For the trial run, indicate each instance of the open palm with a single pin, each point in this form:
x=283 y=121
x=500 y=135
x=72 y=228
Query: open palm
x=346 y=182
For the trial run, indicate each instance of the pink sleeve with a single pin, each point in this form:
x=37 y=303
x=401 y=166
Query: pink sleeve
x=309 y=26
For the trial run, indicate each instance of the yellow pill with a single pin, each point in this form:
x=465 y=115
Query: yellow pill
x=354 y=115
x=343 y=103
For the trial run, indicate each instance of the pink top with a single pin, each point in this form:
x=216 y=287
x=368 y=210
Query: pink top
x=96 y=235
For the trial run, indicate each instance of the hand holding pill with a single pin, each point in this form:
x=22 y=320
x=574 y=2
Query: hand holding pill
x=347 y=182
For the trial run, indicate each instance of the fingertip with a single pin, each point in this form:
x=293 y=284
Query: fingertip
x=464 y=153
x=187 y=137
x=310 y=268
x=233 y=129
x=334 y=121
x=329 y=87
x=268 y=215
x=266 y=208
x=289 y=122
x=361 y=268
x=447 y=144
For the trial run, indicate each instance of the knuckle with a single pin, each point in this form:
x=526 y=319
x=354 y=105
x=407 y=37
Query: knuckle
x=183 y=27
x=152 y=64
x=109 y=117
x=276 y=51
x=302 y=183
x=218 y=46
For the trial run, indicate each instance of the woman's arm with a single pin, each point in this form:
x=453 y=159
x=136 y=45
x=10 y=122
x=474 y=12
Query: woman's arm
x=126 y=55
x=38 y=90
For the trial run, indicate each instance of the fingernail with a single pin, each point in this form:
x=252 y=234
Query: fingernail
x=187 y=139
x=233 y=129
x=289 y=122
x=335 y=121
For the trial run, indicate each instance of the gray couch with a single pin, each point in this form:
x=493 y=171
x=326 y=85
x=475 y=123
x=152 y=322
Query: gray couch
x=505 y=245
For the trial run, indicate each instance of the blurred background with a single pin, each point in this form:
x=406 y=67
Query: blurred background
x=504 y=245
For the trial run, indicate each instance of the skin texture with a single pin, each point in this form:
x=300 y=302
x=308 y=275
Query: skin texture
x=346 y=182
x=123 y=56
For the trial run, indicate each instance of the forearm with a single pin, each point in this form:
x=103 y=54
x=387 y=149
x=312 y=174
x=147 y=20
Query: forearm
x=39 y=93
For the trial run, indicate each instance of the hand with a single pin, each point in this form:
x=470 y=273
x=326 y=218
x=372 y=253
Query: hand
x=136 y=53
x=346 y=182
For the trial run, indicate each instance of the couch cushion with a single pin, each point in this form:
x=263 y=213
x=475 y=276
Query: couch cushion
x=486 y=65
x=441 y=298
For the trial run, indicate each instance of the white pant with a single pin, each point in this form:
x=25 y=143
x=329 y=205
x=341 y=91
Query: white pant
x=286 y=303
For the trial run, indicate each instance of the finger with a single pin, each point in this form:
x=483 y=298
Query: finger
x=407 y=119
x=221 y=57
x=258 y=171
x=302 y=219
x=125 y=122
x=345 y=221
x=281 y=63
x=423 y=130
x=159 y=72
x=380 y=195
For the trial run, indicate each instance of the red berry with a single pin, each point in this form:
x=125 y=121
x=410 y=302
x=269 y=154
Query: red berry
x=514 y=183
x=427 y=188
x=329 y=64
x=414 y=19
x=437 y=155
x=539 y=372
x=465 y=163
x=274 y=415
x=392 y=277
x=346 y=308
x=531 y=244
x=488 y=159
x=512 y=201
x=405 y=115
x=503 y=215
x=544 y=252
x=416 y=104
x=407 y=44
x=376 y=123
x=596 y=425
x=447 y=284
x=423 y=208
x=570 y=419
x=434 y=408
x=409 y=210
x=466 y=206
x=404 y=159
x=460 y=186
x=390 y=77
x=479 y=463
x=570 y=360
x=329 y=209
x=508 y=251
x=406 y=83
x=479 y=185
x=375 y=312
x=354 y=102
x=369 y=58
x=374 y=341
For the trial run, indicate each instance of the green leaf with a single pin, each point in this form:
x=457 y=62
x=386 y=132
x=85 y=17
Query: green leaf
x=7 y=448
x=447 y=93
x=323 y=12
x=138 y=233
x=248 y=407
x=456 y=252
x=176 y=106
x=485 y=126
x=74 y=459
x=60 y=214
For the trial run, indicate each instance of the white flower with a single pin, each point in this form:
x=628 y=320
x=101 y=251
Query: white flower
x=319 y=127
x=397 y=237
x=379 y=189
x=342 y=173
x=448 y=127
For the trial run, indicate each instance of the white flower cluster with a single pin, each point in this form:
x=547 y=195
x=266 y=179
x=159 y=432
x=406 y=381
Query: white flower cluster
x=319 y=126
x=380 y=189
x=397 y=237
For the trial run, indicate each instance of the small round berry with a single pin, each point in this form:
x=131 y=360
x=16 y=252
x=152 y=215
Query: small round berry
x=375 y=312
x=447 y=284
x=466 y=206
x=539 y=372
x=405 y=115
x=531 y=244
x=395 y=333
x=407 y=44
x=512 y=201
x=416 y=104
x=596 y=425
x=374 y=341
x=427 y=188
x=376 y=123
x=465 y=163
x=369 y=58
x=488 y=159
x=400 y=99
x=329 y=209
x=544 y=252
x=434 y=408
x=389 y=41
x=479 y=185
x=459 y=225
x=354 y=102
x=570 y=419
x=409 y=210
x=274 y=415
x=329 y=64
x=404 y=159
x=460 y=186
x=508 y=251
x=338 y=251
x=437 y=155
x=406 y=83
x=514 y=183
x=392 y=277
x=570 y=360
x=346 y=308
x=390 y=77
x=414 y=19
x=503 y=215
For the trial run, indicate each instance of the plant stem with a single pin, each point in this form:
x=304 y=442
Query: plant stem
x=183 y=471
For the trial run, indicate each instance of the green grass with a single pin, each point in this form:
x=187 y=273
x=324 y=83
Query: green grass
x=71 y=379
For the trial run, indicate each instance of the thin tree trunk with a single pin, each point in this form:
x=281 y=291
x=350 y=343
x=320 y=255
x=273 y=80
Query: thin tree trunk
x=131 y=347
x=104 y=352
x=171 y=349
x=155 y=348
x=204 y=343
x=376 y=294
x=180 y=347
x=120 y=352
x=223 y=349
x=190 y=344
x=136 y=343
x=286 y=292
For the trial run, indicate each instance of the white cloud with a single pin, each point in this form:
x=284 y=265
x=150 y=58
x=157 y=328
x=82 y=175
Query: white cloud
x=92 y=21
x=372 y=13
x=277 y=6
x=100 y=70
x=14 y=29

---*---

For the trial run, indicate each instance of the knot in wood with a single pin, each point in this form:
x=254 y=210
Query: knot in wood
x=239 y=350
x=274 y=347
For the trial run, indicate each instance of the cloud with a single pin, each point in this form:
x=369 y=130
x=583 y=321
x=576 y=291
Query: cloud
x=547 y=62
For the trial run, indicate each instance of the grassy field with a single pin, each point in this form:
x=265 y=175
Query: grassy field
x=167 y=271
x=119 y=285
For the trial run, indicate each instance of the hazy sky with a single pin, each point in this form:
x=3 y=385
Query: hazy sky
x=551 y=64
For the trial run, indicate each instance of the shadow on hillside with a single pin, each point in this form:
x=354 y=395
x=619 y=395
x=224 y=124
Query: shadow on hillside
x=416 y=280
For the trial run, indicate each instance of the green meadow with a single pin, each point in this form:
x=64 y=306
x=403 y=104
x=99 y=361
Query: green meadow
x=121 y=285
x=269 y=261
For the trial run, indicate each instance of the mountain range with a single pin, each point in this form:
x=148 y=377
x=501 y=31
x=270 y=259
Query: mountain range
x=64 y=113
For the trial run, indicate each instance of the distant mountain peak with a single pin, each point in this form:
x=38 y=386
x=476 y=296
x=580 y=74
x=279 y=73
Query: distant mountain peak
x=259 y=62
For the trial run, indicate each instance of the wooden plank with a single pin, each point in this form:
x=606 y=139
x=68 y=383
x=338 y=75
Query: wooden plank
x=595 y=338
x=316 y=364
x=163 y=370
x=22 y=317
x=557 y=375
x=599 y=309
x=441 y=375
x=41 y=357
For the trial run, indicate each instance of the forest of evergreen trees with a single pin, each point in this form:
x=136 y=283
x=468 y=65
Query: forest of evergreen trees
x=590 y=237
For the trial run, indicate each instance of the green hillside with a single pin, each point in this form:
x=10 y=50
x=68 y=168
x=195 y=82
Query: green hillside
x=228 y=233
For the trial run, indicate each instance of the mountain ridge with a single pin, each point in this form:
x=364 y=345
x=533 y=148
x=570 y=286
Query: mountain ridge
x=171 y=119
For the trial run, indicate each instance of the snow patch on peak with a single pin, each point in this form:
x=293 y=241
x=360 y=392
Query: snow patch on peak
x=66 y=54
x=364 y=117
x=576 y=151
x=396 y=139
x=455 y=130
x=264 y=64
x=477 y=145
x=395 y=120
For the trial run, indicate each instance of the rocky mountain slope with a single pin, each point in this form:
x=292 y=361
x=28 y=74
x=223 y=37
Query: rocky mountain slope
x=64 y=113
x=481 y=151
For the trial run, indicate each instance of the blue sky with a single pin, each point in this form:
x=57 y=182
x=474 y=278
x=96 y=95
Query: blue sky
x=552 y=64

---*---

◆ WHAT IS REQUIRED
Output the material above exactly, but only from the line that carries "x=312 y=174" through the line that carries "x=269 y=154".

◆ OUTPUT FOR THIS EXERCISE
x=312 y=174
x=147 y=20
Query: forearm
x=39 y=93
For the trial run, indicate each instance of the hand with a single pin, each point in this form:
x=470 y=273
x=326 y=218
x=372 y=253
Query: hand
x=136 y=53
x=346 y=182
For the trial run, indicate each instance of the couch cushion with a single pin, each point in this form:
x=263 y=213
x=475 y=276
Query: couch cushion
x=486 y=65
x=441 y=298
For the trial run, indicate each instance of the white pant with a single pin, each point in this form:
x=25 y=143
x=329 y=205
x=341 y=91
Query: white pant
x=286 y=303
For the trial run, indicate each instance of the finger with a single pin, each point in this form:
x=483 y=298
Query: finger
x=407 y=119
x=221 y=57
x=258 y=171
x=302 y=219
x=125 y=122
x=345 y=221
x=281 y=63
x=423 y=130
x=159 y=72
x=380 y=195
For the trial run, indicate each instance of the red berry with a single pin, each point in this form:
x=125 y=121
x=410 y=302
x=269 y=154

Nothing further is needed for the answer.